-- start Article --
Which of the following treatment of ‘Share Capital’ of the subsidiary company is correct?
(A) Share capital held by the holding company will be added to the cost of control statement.
(B) Share capital held by minority will be deducted in minority statement.
(C) Share capital of subsidiary held by holding company will be deducted from the cost of Investment to find out goodwill/capital reserve.
(D) Share capital of the subsidiary will be set off against the negative net worth of another subsidiary.
Answer:
(C) Share capital of subsidiary held by holding company will be deducted from the cost of Investment to find out goodwill/capital reserve.

Question 3.
If the closing balance of general reserve of a subsidiary is more than the opening balance of general reserve then it can be concluded that
(A) Capital profits are debited to the General Reserve A/c
(B) Pre-acquisition dividend is declared by the subsidiary company
(C) Some profit must have been transferred to general reserve by debiting profit & loss account by the subsidiary company
(D) Bonus share capital is issued by the subsidiary company
Answer:
(C) Some profit must have been transferred to general reserve by debiting profit & loss account by the subsidiary company

Question 4.
If the closing balance of general reserve of a subsidiary is less than the opening balance of general reserve then it can be concluded that –
(A) Pre-acquisition dividend is declared by the subsidiary company
(B) Bonus share capital issued by the subsidiary company
(C) Some profit must have been transferred to general reserve by debiting profit & loss account by the subsidiary company
(D) Capital profits are credited to the General Reserve A/c
Answer:
(B) Bonus share capital issued by the subsidiary company

Question 5.
Unrealized profit on goods sold and included in stock is deducted from:
(A) Capital Profit
(B) Revenue Profit
(C) Fixed Assets
(D) Minority interest
Answer:
(B) Revenue Profit

Question 6.
Which of the following treatment is correct for mutual debts with regard to purchasing and sale of goods between holding and subsidiary company?
(A) Amount of mutual debt will be added to the Debtors and Creditors on the asset side and liability side respectively while preparing the consolidated balance sheet.
(B) Amount of mutual debt will be ignored as it is not an asset or liability at all.
(C) Amount of mutual debt will be deducted from the Debtors and Creditors on the asset side and liability side respectively while preparing the consolidated balance sheet.
(D) Amount of mutual debt will require adjustment on debtors figure on asset side only if amount receivable by the subsidiary company is more than the amount payable to holding company.
-- end Article --
-- start Data lines --
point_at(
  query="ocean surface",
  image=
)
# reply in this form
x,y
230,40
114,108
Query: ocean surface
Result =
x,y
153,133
-- end Data lines --
Requirements -
(1) Answer these from the quiz on holding and subsidiary companies:
(a) What is unrealized profit on goods sold and included in stock deducted from?
(b) What does the quiz conclude when a subsidiary's closing general reserve balance is less than its opening balance?
(c) What is the share capital of a subsidiary held by the holding company deducted from, and for what purpose?
(2) Resume the quiz on holding and subsidiary companies from its last line and write what comes next.

Written responses -
(1)
(a) Revenue Profit.
(b) Bonus share capital was issued by the subsidiary company.
(c) It is deducted from the cost of Investment to find out goodwill/capital reserve.

(2)
Answer:
(C) Amount of mutual debt will be deducted from the Debtors and Creditors on the asset side and liability side respectively while preparing the consolidated balance sheet.

Question 7.
Which of the following statements are incorrect with regard to the preparation of a consolidated statement of financial position?
(A) Gain on fair valuation of a subsidiary’s asset is a pre-acquisition profit.
(B) Non-controlling interest does not deserve any portion of fair valuation gain.
(C) If an asset is not reported in the subsidiary’s ledger it need not be fair valued.
(D) Gain on fair valuation of subsidiary’s asset inflates the cost of goodwill.
Select the correct answer from the options given below.
(A) (B), (C) & (D)
(B) (C) & (D)
(C) (A), (C) & (D)
(D) (A), (B) & (C)
Answer:
(A) (B), (C) & (D)

Question 8.
On a consolidated balance sheet, if the shares of a company have been bought for more than the balance sheet value then the difference would appear as:
(A) Profit on purchase
(B) Goodwill
(C) Capital reserve
(D) Loss on purchase
Answer:
(B) Goodwill

Question 9.
If less than 100% of a subsidiary’s share capital has been acquired then what is the rule for inclusion of the subsidiary’s assets on the consolidated balance sheet?
(A) Only a proportional amount should appear.
(B) All the assets should appear.
(C) None can appear until all the shares have been acquired.
(D) Half the value should appear.
Answer:
(B) All the assets should appear.

Question 10.
What is the term used to describe dividends paid by one company in the group to another in the same group?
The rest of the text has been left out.